Rename every "reflector" to "marker" in the rows from the start up to and including the line with "point(204, 316)". Give back only those lines, with everything else unchanged.

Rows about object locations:

════

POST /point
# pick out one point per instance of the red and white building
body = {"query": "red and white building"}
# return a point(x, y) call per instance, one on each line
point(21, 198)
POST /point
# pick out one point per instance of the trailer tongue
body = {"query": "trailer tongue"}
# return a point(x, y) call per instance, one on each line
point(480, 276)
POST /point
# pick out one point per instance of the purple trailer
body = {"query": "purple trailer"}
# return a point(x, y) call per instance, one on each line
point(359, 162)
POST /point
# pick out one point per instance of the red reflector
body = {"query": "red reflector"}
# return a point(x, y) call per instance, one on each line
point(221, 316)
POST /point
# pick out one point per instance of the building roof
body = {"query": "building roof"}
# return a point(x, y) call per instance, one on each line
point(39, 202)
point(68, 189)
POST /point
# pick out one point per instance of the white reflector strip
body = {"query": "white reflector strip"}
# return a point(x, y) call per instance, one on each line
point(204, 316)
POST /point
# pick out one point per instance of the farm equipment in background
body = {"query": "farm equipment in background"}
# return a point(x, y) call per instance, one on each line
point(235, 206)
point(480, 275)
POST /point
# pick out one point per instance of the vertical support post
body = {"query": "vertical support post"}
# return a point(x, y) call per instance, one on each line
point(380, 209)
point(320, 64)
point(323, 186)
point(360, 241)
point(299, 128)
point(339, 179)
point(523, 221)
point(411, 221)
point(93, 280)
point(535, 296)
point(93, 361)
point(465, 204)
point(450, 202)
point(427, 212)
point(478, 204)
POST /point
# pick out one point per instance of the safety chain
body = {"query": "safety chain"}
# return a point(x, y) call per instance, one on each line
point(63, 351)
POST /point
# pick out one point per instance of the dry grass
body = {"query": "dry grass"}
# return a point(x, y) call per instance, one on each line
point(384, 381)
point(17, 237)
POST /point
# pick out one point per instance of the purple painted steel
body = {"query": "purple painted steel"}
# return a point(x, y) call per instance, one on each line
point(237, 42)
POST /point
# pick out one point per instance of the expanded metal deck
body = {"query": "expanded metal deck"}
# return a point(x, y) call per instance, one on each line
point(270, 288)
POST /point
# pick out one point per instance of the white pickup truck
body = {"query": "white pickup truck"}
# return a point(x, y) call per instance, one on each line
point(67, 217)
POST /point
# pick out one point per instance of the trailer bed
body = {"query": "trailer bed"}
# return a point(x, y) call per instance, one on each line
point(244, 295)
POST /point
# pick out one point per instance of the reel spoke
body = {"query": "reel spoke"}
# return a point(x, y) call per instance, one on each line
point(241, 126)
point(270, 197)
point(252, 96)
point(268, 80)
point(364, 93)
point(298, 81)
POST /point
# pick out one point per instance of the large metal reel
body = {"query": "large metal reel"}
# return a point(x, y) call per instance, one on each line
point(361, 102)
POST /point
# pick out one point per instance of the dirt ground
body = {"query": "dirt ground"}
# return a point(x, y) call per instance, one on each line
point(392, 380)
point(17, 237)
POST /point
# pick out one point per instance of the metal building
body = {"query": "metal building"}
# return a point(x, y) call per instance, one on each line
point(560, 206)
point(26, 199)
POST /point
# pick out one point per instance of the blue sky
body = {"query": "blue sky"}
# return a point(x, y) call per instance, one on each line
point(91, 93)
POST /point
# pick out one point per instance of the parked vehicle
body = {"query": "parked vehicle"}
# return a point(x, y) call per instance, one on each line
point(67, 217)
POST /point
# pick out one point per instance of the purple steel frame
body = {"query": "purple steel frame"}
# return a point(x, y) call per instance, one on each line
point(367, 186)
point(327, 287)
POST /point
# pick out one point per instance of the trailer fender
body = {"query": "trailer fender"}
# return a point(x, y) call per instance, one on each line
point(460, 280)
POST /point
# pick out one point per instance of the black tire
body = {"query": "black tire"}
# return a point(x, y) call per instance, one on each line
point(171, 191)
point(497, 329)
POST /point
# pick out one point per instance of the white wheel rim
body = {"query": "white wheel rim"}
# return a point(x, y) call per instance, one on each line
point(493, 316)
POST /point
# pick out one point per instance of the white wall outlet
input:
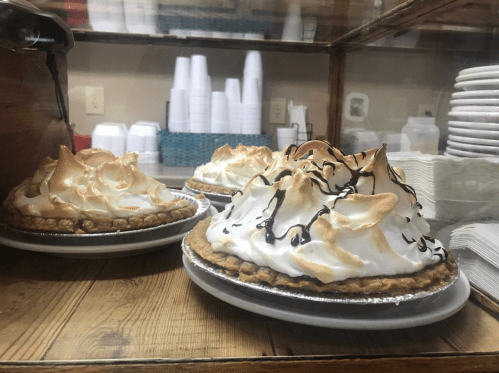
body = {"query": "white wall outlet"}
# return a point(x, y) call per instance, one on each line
point(356, 106)
point(94, 100)
point(277, 110)
point(423, 109)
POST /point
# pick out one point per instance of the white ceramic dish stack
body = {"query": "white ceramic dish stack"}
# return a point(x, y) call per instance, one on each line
point(474, 118)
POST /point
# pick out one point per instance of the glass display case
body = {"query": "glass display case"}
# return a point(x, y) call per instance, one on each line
point(419, 77)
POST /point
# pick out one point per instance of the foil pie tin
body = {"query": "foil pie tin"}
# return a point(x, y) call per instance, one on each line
point(215, 197)
point(27, 237)
point(320, 298)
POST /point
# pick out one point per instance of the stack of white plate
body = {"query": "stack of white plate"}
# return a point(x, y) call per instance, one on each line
point(474, 118)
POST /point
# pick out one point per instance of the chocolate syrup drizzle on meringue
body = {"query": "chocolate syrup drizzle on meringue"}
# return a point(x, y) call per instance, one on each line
point(350, 187)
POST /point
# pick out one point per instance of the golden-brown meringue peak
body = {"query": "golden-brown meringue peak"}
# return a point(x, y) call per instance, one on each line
point(91, 183)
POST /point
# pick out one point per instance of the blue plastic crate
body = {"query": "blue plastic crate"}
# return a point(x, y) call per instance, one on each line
point(193, 149)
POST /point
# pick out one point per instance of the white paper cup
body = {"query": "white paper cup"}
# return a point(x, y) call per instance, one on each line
point(286, 136)
point(251, 89)
point(219, 113)
point(199, 72)
point(181, 77)
point(234, 117)
point(233, 90)
point(110, 136)
point(178, 111)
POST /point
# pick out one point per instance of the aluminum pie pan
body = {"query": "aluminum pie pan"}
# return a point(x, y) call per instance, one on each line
point(351, 299)
point(216, 197)
point(111, 238)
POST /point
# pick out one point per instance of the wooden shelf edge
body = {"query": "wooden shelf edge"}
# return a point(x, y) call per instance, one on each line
point(455, 363)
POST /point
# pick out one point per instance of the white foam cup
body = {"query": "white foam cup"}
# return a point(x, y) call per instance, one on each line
point(286, 136)
point(219, 113)
point(251, 93)
point(234, 117)
point(233, 90)
point(181, 77)
point(199, 72)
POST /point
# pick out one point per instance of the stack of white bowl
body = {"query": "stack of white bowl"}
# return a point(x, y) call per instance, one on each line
point(474, 118)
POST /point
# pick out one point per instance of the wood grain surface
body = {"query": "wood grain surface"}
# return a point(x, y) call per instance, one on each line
point(143, 314)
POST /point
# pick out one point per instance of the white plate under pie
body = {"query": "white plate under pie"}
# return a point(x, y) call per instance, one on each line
point(106, 245)
point(341, 316)
point(490, 128)
point(463, 153)
point(482, 93)
point(474, 140)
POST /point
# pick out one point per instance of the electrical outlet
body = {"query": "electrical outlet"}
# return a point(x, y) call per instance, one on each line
point(277, 110)
point(424, 108)
point(94, 100)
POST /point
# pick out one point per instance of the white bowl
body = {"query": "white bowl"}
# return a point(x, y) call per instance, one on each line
point(482, 134)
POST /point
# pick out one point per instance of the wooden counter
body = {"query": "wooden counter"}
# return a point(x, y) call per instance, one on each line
point(144, 314)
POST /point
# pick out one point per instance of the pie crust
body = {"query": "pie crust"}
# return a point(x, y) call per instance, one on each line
point(191, 183)
point(432, 277)
point(96, 225)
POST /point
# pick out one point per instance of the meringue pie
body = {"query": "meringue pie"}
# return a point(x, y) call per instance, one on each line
point(328, 222)
point(92, 191)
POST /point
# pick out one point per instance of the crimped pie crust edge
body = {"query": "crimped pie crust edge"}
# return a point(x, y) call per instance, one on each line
point(434, 277)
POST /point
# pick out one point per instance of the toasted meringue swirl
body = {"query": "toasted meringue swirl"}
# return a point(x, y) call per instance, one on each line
point(234, 167)
point(92, 183)
point(329, 216)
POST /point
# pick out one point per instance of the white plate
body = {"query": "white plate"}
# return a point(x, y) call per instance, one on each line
point(474, 94)
point(489, 128)
point(470, 85)
point(477, 108)
point(493, 74)
point(100, 251)
point(464, 153)
point(473, 140)
point(479, 69)
point(474, 148)
point(341, 316)
point(475, 101)
point(475, 116)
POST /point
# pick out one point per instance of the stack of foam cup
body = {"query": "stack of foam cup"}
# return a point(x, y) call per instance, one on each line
point(233, 95)
point(286, 136)
point(110, 136)
point(219, 117)
point(178, 114)
point(142, 138)
point(251, 108)
point(199, 99)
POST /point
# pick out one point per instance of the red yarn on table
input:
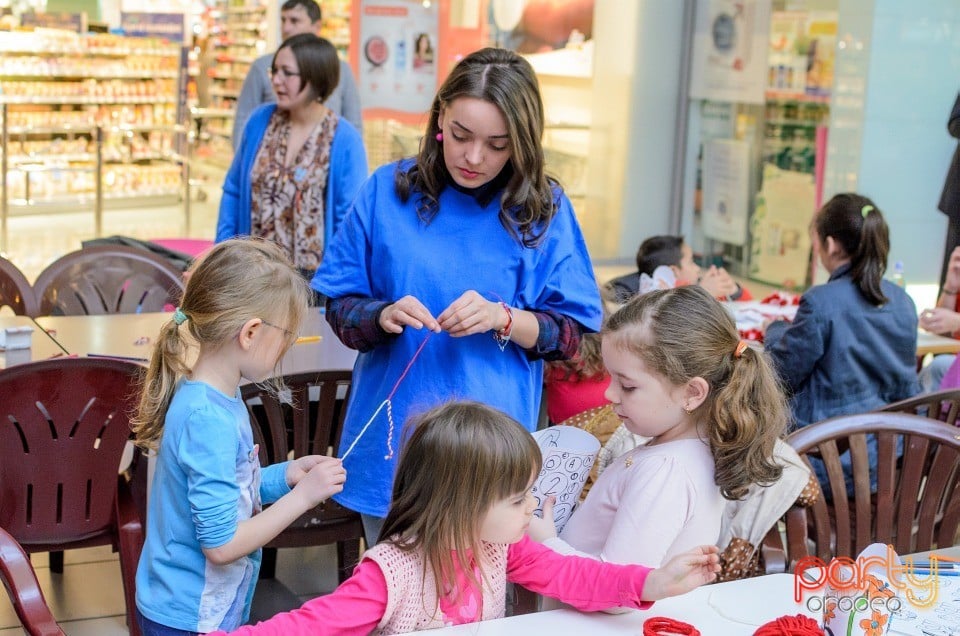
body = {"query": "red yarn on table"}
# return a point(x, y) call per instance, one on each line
point(663, 626)
point(798, 625)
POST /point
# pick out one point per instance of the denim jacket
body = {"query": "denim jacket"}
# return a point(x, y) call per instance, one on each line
point(842, 355)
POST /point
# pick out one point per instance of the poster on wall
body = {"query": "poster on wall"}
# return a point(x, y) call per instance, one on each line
point(143, 24)
point(398, 65)
point(726, 183)
point(780, 245)
point(730, 45)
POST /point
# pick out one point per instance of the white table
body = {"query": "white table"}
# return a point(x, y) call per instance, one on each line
point(41, 345)
point(736, 608)
point(134, 335)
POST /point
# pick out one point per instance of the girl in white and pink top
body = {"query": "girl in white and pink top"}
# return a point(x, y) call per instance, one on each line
point(455, 535)
point(713, 409)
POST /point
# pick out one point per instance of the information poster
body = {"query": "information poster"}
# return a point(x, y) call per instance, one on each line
point(76, 22)
point(780, 250)
point(726, 183)
point(730, 50)
point(398, 59)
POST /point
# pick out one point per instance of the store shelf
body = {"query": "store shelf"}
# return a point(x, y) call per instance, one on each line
point(87, 119)
point(790, 96)
point(238, 38)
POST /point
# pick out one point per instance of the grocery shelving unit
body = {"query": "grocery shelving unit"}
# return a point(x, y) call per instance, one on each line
point(87, 121)
point(238, 35)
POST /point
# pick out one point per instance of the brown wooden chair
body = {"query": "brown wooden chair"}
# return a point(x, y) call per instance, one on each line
point(24, 589)
point(916, 506)
point(939, 405)
point(306, 419)
point(63, 428)
point(15, 290)
point(112, 279)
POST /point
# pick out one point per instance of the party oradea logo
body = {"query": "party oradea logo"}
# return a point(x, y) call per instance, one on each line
point(859, 596)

════

▶ _RESULT OF THIS TASK_
POST /point
# pick out one point per instance of the red and white building
body = {"query": "red and white building"}
# return a point(x, y) call per instance, one on each line
point(21, 198)
POST /point
# pick out one point per instance of the trailer tongue
body = {"query": "trailer tongue"}
# return a point(x, y) call per instance, one on each line
point(480, 276)
POST /point
# pick out one point per instance of the purple trailer
body = {"query": "purple trailer"}
# return a point(x, y) call per instance, one on each line
point(359, 162)
POST /point
# pick out one point per instance of the red marker
body = {"query": "red marker"}
# return a point(x, y) call per instance, one on each line
point(221, 316)
POST /point
# pick out one point per instance of the building roof
body = {"query": "building roof"}
# return a point(x, y) call per instance, one on each line
point(39, 202)
point(68, 189)
POST /point
# pick out one point per instance of the white marker strip
body = {"query": "white marker strip"}
# return a point(x, y) call per instance, one on each line
point(204, 316)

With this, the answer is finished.